** START **
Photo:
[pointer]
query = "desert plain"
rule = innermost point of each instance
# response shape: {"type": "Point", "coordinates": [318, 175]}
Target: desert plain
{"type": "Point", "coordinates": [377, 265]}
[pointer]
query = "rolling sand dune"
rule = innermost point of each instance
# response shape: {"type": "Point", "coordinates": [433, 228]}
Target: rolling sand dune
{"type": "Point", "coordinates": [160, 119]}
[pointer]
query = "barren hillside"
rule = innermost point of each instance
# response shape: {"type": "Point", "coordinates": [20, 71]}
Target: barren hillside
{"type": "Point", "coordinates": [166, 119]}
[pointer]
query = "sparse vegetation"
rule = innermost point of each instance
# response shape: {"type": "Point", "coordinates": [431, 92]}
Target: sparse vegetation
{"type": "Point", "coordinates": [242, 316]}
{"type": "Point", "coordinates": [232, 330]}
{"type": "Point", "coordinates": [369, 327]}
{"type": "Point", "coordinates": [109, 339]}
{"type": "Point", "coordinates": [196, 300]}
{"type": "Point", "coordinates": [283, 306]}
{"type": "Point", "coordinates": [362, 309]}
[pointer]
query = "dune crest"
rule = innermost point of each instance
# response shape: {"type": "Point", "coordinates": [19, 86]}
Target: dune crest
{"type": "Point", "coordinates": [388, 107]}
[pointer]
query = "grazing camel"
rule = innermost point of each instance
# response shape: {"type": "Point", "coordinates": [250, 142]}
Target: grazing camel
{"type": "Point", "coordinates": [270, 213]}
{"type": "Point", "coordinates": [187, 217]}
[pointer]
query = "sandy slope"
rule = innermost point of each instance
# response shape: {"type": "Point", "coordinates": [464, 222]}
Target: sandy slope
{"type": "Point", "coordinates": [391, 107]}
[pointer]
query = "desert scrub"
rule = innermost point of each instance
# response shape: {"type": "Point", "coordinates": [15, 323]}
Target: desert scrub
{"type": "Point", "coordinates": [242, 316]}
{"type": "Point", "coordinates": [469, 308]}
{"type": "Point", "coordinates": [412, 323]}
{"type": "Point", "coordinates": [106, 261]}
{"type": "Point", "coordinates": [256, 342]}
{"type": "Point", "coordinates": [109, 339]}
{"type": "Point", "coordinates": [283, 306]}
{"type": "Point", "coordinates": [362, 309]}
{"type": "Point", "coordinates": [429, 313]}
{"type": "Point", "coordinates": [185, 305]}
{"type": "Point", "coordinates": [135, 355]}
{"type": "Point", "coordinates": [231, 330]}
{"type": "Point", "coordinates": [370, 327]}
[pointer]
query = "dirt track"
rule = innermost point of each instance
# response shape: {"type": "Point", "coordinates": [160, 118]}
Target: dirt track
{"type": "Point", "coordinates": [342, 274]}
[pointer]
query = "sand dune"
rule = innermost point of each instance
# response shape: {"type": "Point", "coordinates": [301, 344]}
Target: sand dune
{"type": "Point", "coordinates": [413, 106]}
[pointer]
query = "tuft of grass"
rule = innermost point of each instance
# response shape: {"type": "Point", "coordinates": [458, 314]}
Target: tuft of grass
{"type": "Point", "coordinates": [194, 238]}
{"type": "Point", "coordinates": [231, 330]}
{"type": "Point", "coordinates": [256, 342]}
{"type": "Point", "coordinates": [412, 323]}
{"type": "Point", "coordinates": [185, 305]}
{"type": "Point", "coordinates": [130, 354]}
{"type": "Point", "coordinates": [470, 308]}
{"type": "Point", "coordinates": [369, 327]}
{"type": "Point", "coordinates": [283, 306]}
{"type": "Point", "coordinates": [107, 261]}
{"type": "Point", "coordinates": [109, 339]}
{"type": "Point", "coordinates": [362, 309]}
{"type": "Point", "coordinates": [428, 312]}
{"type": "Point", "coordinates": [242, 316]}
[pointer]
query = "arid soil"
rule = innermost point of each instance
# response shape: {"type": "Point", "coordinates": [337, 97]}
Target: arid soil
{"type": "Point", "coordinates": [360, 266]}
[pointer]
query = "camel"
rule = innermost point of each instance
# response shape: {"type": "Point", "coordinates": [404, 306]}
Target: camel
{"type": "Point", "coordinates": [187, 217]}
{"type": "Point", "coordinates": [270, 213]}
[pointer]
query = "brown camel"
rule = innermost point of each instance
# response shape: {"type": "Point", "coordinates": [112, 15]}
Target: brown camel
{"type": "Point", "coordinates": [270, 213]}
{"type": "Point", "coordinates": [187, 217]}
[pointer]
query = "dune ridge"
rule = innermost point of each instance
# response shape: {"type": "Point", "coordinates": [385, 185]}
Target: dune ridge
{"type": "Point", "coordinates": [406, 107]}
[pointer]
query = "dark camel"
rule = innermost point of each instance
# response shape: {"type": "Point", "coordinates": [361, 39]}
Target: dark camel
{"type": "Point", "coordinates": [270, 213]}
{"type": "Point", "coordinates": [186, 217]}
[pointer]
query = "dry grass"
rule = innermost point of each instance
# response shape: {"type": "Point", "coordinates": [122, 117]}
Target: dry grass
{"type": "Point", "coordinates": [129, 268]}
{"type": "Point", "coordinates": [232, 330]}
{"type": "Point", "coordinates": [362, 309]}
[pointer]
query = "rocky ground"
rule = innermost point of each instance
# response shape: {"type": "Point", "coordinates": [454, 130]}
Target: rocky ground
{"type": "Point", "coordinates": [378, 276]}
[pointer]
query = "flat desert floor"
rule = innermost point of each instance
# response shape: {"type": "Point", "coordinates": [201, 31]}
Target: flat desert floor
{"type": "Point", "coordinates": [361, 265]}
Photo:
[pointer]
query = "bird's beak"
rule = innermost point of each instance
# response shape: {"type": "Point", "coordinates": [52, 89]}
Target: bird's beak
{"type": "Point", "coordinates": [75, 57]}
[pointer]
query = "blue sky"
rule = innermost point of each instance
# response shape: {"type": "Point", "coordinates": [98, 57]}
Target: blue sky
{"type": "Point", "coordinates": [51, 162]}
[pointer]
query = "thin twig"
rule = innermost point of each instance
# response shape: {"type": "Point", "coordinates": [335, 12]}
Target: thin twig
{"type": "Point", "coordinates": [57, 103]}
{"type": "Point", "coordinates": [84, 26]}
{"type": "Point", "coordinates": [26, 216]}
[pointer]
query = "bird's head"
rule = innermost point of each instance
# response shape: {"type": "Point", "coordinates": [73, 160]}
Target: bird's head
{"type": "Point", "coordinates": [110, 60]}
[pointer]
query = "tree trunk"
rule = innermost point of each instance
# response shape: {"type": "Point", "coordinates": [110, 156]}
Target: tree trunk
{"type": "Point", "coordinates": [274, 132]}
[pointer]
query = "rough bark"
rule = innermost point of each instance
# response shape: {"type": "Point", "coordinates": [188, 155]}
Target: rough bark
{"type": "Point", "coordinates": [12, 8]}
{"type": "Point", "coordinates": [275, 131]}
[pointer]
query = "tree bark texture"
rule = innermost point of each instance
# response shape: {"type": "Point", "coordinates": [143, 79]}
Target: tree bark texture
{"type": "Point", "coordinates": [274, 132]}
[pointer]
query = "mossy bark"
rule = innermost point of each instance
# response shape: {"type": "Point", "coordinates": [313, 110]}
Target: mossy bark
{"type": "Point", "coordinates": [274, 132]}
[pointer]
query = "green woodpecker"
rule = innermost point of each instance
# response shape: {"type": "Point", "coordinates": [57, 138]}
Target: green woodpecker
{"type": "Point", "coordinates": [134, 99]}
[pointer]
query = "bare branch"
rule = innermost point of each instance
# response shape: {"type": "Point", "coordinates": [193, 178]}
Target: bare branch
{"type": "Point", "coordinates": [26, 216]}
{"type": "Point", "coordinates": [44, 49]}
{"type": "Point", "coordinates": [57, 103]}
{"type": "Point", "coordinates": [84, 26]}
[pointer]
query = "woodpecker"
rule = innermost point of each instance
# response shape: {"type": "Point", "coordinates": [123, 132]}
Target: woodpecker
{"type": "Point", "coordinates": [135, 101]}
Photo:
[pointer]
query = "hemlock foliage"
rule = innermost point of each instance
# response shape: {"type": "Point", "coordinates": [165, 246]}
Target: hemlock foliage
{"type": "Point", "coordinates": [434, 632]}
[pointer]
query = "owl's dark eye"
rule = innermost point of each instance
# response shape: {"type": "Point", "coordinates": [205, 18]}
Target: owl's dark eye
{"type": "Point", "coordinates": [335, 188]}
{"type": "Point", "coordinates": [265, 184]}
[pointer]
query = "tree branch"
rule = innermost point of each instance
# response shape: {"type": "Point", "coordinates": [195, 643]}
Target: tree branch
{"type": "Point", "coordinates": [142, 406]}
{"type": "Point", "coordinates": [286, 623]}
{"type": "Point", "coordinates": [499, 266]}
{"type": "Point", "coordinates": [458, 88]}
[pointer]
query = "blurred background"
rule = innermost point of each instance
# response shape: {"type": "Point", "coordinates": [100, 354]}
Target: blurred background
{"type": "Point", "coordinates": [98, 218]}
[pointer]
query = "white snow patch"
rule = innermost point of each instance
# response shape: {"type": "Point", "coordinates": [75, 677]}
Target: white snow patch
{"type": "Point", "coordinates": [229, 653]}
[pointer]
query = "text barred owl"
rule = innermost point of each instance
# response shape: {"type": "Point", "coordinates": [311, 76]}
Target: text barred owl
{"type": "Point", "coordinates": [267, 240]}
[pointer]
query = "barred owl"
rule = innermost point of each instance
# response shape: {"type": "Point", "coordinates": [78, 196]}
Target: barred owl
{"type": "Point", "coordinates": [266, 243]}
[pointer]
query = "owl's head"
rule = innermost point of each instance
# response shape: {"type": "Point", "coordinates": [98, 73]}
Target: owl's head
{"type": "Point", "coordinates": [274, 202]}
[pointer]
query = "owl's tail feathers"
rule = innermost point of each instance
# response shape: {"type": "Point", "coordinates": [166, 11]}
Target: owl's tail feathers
** END **
- Exercise:
Return every line in the entries above that contains the word "hemlock".

- The completed task:
query = "hemlock foliage"
Target: hemlock foliage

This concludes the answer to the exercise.